Given request ▸ Will you write out, word for word, the part of the passage on geography and eurocentrism from "Human beings, these" to "in Giblin 64)"?

Human beings, these “reasonable beings” who love so much to boast about their free will, nonetheless cannot make themselves independent of the climates and of the physical conditions of the country they inhabit. Our liberty, in our relations to the Earth, consists in understanding the laws of these relations to confirm the liberty of our existence. (qtd. in Giblin 64)
The central place of emancipatory principles and progress in nineteenth-century geography shows through even in the “new imperialist” rhetoric and Orientalist rubrics which characterized Europe’s “mission” as representative and leader of this world-wide culture. This made European geography the condition for imagining what principle of development or culture connects European culture with the history of all humankind. The specifically geographical formulation of eurocentrism in this hypothesis of culture conditions many of the most ambitious nineteenth-century narratives. G. W. F. Hegel’s Philosophy of History, Henry Thomas Buckle’s History of Civilization, and Karl Marx’s Capital are some of the more influential. Buckle’s History of Civilization in England, noted for its emphasis on the influence of geography on human history, provides a useful point of reference for the geographical formulation of eurocentrism:
Looking at the history of the world, as a whole, the tendency has been, in Europe, to subordinate nature to man; out of Europe to subordinate man to nature. . . The great division, therefore, between European civilization and non-European civilization, is the basis of the philosophy of history”. (1: 115)
This emphasis on the rhetorical power of “imperialist geography” underscores the central place of visualization or the “geopolitical gaze” in that rhetoric. The European geographical discoveries placed politics at the heart of geography and created a configurationally great ruptures in the map of the world. The historical meaning of the Columbian discoveries can best be realized by turning a terrestrial globe so that Europe became the centre and at the point nearest to the eye.

Location identification records:
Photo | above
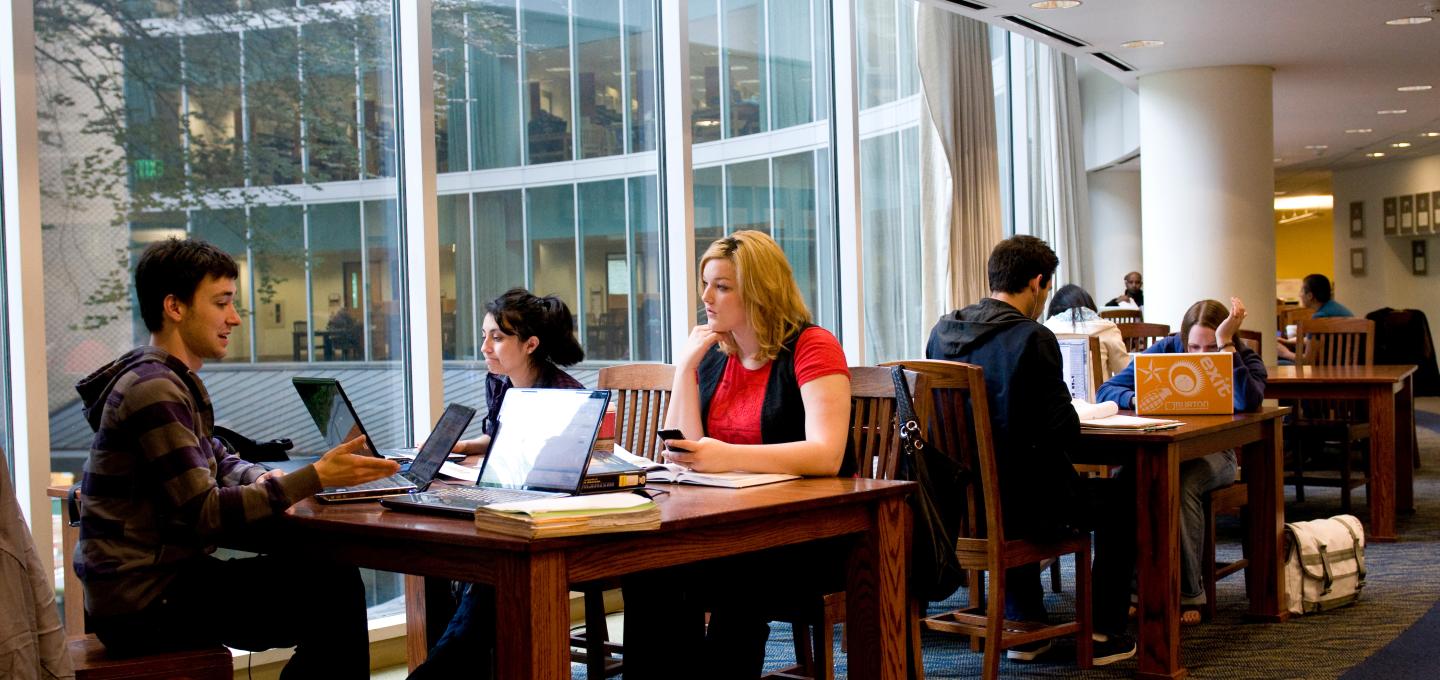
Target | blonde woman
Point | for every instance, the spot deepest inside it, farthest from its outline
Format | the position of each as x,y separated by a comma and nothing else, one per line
758,388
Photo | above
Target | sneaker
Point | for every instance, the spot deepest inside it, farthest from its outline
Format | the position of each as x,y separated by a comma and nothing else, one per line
1110,649
1028,651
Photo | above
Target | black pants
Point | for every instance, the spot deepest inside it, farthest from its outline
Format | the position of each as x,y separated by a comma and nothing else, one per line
255,604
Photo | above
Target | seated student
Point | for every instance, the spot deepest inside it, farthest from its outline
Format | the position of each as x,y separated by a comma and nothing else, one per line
1315,293
758,388
159,493
1033,427
526,342
1072,310
1207,326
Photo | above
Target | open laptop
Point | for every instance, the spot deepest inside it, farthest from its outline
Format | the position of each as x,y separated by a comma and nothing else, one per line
540,450
426,464
339,421
1188,383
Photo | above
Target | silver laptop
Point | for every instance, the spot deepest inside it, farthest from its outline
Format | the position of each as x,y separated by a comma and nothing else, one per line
542,448
422,471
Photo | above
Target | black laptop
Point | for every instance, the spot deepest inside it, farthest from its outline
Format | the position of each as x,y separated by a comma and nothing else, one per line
542,448
422,471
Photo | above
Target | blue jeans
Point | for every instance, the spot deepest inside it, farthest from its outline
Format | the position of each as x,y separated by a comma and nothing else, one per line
1197,479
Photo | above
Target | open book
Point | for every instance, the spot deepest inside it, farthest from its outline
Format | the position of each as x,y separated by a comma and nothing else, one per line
570,516
1105,415
674,473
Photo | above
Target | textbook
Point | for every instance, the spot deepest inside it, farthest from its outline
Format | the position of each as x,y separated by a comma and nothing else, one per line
674,473
569,516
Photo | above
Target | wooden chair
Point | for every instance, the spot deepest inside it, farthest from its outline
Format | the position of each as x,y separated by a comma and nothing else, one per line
1139,336
1122,316
641,396
88,654
1332,342
873,445
985,548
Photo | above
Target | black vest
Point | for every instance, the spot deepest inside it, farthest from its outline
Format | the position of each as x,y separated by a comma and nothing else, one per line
782,418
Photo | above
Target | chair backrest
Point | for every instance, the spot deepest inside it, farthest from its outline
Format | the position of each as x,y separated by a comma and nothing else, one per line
1122,316
1139,336
873,444
1337,342
641,395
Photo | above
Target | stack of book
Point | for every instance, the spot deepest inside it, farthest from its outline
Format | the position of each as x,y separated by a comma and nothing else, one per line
570,516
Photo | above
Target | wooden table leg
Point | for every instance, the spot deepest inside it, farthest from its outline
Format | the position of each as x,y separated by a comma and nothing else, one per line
533,638
876,595
1265,477
1406,445
1380,490
1157,496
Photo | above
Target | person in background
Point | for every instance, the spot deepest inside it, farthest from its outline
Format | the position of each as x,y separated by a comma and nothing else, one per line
1134,294
1207,326
758,388
1072,310
160,493
1315,293
527,339
1034,424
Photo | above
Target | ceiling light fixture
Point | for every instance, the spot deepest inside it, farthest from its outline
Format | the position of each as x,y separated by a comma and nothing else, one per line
1312,202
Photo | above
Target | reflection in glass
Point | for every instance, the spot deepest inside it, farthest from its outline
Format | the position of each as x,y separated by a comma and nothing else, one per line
605,275
547,81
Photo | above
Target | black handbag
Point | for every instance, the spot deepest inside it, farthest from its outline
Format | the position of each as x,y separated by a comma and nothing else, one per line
936,506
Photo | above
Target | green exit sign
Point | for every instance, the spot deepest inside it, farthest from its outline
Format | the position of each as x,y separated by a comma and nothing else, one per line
149,169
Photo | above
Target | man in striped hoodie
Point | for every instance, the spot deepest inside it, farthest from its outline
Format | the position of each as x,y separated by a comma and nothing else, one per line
160,491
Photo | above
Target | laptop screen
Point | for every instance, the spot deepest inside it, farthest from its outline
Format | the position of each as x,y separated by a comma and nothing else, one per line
545,438
331,411
439,444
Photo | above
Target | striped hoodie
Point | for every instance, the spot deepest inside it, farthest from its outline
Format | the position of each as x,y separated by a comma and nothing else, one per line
159,490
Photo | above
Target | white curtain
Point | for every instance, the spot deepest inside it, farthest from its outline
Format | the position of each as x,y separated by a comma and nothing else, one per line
959,164
1057,182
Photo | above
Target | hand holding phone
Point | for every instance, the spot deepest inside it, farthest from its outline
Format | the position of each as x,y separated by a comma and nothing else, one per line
671,434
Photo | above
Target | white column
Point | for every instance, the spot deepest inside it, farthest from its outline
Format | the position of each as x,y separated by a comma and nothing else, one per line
25,275
1115,231
419,212
1207,192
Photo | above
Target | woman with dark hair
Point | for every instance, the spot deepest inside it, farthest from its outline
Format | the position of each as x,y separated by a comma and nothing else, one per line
1072,310
1207,326
527,339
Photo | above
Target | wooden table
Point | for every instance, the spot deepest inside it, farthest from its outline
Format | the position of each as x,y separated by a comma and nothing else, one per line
1390,396
1157,457
532,576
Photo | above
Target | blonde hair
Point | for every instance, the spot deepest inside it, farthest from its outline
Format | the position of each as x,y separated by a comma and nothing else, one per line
772,300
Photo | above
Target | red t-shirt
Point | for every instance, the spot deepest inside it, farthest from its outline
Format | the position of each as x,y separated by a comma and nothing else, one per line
735,409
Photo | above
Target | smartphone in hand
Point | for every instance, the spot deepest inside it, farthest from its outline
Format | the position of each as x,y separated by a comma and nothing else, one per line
671,434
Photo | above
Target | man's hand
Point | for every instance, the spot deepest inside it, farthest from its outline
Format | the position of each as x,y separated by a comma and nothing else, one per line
343,466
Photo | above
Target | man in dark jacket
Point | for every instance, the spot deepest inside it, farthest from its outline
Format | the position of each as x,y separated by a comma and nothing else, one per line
1033,425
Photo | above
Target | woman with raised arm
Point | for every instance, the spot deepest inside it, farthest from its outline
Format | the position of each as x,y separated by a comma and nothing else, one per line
758,388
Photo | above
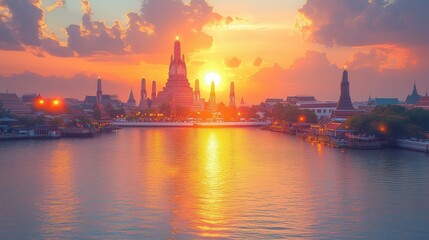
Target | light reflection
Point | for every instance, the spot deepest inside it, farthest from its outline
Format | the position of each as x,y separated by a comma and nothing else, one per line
212,199
60,200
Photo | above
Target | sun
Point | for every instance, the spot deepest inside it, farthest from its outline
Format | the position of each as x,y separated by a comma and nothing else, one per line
212,76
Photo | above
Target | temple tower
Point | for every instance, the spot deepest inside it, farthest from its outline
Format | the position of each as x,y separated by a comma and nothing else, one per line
99,91
143,95
197,93
153,90
212,100
232,95
131,100
345,102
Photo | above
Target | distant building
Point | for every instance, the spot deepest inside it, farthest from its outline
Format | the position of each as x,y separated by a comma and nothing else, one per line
274,101
300,99
423,103
414,97
199,102
177,90
11,102
385,101
143,104
321,109
232,96
29,99
131,100
101,103
212,100
345,107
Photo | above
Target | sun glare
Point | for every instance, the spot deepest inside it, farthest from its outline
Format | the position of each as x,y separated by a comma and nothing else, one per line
212,76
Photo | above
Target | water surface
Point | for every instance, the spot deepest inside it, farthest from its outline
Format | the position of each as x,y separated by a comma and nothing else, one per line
174,183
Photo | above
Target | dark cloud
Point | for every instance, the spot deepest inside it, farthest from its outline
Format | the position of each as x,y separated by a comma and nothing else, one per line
257,62
55,5
77,86
364,22
8,40
25,20
313,74
54,48
150,31
232,62
153,29
94,37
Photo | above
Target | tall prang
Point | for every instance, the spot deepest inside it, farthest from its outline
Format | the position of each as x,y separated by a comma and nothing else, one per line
197,93
143,95
177,88
99,92
212,100
232,95
131,100
153,90
345,102
414,97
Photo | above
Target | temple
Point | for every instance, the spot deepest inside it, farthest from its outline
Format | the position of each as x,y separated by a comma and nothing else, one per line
232,96
414,97
212,100
345,107
143,95
177,88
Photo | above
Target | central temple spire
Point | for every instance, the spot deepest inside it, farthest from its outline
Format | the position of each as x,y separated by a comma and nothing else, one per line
345,102
177,49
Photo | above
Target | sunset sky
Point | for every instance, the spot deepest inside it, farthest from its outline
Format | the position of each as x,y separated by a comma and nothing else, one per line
270,48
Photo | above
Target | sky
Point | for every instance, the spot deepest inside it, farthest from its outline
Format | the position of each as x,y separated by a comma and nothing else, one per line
270,48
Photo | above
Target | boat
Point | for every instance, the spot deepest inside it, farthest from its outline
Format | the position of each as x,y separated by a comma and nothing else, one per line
414,144
230,124
77,132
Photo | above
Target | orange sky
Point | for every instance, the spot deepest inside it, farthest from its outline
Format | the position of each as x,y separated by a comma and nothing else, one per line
299,48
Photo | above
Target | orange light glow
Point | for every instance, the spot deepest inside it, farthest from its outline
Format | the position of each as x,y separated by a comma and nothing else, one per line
212,76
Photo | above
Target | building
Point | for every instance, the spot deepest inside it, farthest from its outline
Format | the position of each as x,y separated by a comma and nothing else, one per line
414,97
385,101
294,100
198,101
232,96
212,100
131,100
345,107
101,103
11,103
321,109
423,103
177,88
143,104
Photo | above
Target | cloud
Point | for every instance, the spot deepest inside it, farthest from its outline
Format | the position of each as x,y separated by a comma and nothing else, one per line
153,29
363,22
55,5
233,62
150,31
257,62
314,74
24,23
78,86
94,37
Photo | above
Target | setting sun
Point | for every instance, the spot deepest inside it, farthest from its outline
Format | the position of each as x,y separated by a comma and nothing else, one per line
212,76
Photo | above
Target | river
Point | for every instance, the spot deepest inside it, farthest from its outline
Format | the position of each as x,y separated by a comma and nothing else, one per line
189,183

Problem solution ▸
Human beings, these “reasonable beings” who love so much to boast about their free will, nonetheless cannot make themselves independent of the climates and of the physical conditions of the country they inhabit. Our liberty, in our relations to the Earth, consists in understanding the laws of these relations to confirm the liberty of our existence. (qtd. in Giblin 64)